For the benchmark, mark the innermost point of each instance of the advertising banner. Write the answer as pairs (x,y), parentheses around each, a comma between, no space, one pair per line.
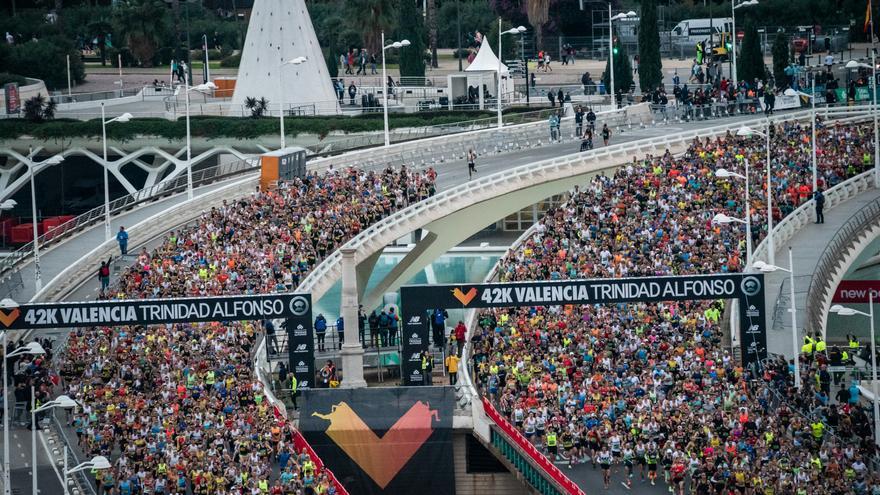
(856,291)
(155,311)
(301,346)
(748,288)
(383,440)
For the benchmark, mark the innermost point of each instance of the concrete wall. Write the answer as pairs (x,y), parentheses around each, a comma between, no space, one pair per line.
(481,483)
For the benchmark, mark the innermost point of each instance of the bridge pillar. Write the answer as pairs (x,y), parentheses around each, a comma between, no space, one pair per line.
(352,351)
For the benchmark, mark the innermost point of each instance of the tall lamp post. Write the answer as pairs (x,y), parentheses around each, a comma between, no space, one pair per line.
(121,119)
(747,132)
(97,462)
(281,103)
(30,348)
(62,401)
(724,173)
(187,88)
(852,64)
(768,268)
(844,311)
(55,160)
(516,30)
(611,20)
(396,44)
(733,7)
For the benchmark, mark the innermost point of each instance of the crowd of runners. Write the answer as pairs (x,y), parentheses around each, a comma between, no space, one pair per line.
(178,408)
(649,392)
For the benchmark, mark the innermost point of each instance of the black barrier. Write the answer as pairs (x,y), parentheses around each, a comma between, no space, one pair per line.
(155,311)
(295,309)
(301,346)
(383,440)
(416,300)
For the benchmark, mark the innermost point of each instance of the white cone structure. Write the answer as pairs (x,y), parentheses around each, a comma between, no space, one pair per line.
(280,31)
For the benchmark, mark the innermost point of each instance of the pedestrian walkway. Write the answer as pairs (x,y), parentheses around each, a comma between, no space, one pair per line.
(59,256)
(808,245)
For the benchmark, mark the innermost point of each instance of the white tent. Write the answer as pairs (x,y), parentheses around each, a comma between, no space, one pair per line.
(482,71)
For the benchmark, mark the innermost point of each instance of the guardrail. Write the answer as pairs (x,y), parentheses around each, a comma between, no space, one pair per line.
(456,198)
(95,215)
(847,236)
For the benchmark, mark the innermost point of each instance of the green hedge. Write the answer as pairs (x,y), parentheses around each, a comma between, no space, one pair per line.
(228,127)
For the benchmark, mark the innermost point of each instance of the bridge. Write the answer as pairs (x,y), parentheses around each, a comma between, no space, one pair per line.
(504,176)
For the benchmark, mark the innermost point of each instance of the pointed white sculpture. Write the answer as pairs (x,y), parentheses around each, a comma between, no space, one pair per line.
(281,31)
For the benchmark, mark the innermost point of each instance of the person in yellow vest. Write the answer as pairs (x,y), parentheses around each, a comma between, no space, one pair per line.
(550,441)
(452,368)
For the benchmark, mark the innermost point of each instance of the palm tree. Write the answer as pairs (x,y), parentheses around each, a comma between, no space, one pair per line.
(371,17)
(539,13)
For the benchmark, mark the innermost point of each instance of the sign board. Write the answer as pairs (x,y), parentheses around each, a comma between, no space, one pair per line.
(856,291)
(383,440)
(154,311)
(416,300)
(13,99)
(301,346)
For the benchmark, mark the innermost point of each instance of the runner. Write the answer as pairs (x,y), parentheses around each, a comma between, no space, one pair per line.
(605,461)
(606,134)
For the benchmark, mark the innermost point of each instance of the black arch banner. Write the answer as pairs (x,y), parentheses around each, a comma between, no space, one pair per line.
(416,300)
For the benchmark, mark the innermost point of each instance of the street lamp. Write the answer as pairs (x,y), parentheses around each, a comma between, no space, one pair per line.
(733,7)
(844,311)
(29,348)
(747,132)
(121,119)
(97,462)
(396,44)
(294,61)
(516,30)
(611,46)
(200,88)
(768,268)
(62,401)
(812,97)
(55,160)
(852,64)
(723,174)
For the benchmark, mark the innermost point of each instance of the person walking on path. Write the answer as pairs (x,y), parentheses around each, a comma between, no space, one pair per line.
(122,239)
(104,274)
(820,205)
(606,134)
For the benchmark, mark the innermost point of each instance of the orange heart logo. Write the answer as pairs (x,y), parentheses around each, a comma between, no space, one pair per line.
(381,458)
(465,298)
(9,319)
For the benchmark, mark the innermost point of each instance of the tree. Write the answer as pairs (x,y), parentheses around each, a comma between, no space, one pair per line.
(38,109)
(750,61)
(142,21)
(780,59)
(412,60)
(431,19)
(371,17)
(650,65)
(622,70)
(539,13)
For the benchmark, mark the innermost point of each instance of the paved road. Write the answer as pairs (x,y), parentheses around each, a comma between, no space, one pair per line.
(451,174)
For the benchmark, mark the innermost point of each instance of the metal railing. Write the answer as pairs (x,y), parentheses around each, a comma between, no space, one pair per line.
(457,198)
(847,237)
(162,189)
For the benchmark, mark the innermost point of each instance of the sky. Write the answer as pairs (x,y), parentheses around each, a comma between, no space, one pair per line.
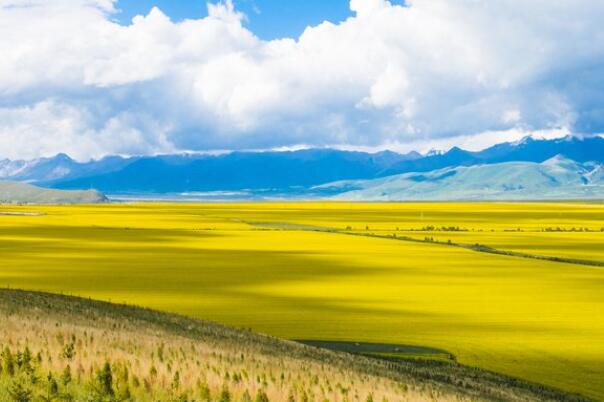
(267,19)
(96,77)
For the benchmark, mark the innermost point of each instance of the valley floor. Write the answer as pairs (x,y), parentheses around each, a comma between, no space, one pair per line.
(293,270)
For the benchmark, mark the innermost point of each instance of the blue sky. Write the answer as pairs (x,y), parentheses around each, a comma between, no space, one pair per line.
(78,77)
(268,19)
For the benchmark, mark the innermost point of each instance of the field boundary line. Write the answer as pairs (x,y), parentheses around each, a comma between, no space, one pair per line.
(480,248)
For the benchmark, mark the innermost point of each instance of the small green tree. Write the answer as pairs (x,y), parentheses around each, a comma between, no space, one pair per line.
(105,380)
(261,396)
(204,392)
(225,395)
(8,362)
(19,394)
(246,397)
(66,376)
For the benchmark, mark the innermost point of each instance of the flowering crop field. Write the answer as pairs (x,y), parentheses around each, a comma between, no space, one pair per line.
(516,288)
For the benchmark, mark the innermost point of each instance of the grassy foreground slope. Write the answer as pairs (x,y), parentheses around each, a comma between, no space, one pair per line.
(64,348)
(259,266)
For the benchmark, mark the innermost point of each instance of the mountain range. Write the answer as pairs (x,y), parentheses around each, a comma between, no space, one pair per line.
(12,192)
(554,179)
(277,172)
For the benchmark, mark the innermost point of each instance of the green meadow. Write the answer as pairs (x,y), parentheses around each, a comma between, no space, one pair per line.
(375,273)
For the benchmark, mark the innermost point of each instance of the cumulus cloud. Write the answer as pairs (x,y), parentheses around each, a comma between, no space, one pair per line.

# # #

*What is expected*. Each line of the data is to be duplicated exactly; pictures stay out of the copy.

*Final result*.
For the benchmark, mark the innermost point of each instance of the advertising banner. Write the answer as pairs (x,y), parentheses around each, a comma between, no space, one pair per line.
(856,291)
(155,311)
(301,346)
(748,288)
(383,440)
For the benchmark, mark the innermost point of each instance of the concrete wall. Write the answer as pairs (x,y), parentheses around each, a comma between, no space, one pair per line.
(481,483)
For the benchmark, mark the innermost point of each instance of the bridge pillar. Write the answer as pairs (x,y), parentheses around each, a comma between, no space, one pair per line.
(352,351)
For the benchmark, mark the innermost point of each instance of the tall lamp post. Write the answer as pairs (x,y), parentheses around each, a comma between, no space, one pair per line.
(121,119)
(747,132)
(97,462)
(281,103)
(30,348)
(62,401)
(724,173)
(187,88)
(852,64)
(768,268)
(844,311)
(55,160)
(516,30)
(611,20)
(396,44)
(733,7)
For the benchmark, mark the innermost point of each instance of the crowd of runners. Write the answer as pairs (x,y), parentheses around each, a comma between, no space, one pair per line.
(178,408)
(649,392)
For the benchmark, mark the innermost point of each instance of the black barrier. Write the answer as pairs (x,y), parentheses around each, a comma between, no space, one pair per line.
(155,311)
(295,309)
(301,346)
(383,440)
(416,300)
For the benchmark, mark the innermost point of each instance of the white cone structure. Write the answer as pairs (x,y), parentheses around each, a comma between, no space, one pair per line.
(280,31)
For the benchmark, mark the innermost point of each instance of the pedestrian walkway. Write the answer as pairs (x,y), parentheses around each, a comma between, no space, one pair per line.
(59,256)
(808,245)
For the benchmark, mark the innermost point of each instance of the white tent. Write the answer as pairs (x,y), parentheses around each, a comma between, no space, one pair per line.
(482,71)
For the benchmark, mark the innermost point of each instance of the guardrail. Write the answer as pairs (x,y), parentheses around each, a comma between, no space, one pair per line.
(456,198)
(95,215)
(847,236)
For the benchmark, mark the innermost point of each instance of the green hedge. Write the answer as pairs (x,y), parentheses around each, a comma between, no space, one pair per line.
(228,127)
For the benchmark, mark the innermost point of each instance of the bridge. Write the answer as pairs (x,y), parentheses around each, a comma between, no space, one pair per line.
(504,176)
For the benchmark, mark the innermost point of each instance of the pointed white sculpture. Write the answer as pairs (x,y), parentheses around each, a comma between, no space, one pair per line.
(281,31)
For the benchmark, mark the innermost point of each instance of the person in yellow vest. Write the answer as pairs (x,y), parentheses around each, a comma between, no space, one pair per line.
(550,441)
(452,368)
For the benchmark, mark the innermost point of each instance of the palm tree. Write the answer as pairs (x,y), parentheses around each, a comma between, no space, one pair per line.
(371,17)
(539,13)
For the benchmark, mark the innermost point of each instance of the sign board. Write the answer as pairs (x,y), parentheses around each, a comma between, no space, one pair per line.
(856,291)
(383,440)
(154,311)
(416,300)
(13,99)
(301,346)
For the benchmark, mark the innermost point of each instance of the runner. Write the answer as pairs (x,y), parentheses around each, a comma between, no space, one pair per line.
(605,461)
(606,134)
For the benchmark, mark the innermost point of each instance of the black arch banner. Write the answer as pairs (x,y), parentheses around each, a comma between, no space, one pair per line.
(416,300)
For the benchmark, mark the innermost point of each instance of the street lamp. Write the answer as pairs (x,y), parentheses around each, a comma between, no space, one pair per line.
(733,7)
(844,311)
(29,348)
(747,132)
(121,119)
(97,462)
(396,44)
(294,61)
(516,30)
(611,46)
(200,88)
(768,268)
(62,401)
(812,97)
(55,160)
(852,64)
(723,174)
For the benchmark, mark the innermost point of each instance of the person walking on path. Write the answer as pairs (x,y), parentheses around each, a comma between, no space, one pair per line.
(122,239)
(104,274)
(820,205)
(606,134)
For the benchmark, mark the innermost point of each instance of the orange heart logo. Write the answer as pairs (x,y), parentheses around each, a comma between, no space, one pair per line.
(381,458)
(465,298)
(9,319)
For the benchmark, mark the innermost point of each instance of the tree. Write the answer as pairs (x,y), parentheses around each, a comma between, no space, one pair per line.
(38,109)
(750,61)
(142,21)
(780,59)
(412,60)
(431,19)
(371,17)
(650,65)
(622,70)
(539,13)
For the benchmark, mark the innermost point of each instance of the paved road. Write the answer as pairs (x,y), parentheses around each, a comma between, no space, one pair per line.
(451,174)
For the benchmark, mark the innermost point of each instance of the metal railing. Write the answer as pairs (x,y), parentheses around each, a comma between, no space, one pair per line.
(457,198)
(847,237)
(162,189)
For the benchmark, mark the innermost point of each instance of the sky. Write the answer as pairs (x,y), parentheses around each, a comma between, no space, one pair per line.
(267,19)
(96,77)
For the benchmark, mark the innermost point of each instance of the valley floor. Write the answer as pairs (x,y), parentheses around each, a comma between, no space, one pair per line.
(293,270)
For the benchmark, mark the innermost point of each instance of the blue sky. Write the answer as pairs (x,y), parentheses around each, a comma between, no space, one pair per line.
(78,77)
(268,19)
For the benchmark, mark the innermost point of each instance of the field boundary line. Write the answer as pairs (x,y), parentheses around each, a comma between, no space, one pair per line.
(480,248)
For the benchmark, mark the innermost point of each instance of the small green tree. Write the answer as pairs (x,y), parentheses around each, a comma between, no space, one pair per line.
(105,380)
(261,396)
(204,392)
(225,395)
(8,362)
(19,394)
(246,397)
(66,376)
For the benchmark, mark the innermost point of each instance of the flowering crop field. Write the answer as pairs (x,y), parentheses around each, a comma between, no space, one pair per line.
(516,288)
For the benchmark, mark the innermost point of each instance of the grassy foreground slope. Write the answer as pairs (x,y), parentheses around each, a comma between, no space, one pair per line.
(64,348)
(259,266)
For the benchmark, mark the innermost point of each instance of the mountain range. Write the answer as pairs (x,y), parentheses around each, a comma between, no space, one pair per line.
(12,192)
(554,179)
(277,172)
For the benchmark, mark the innermost point of each instance of the green meadow. Write the answer as pairs (x,y), parentheses around each, a comma between, no space, one pair per line.
(375,273)
For the benchmark, mark the innermost point of each instance of the cumulus cloud. Write the answer as pairs (x,y), parentheses around each, a comma between, no space, one pair per line.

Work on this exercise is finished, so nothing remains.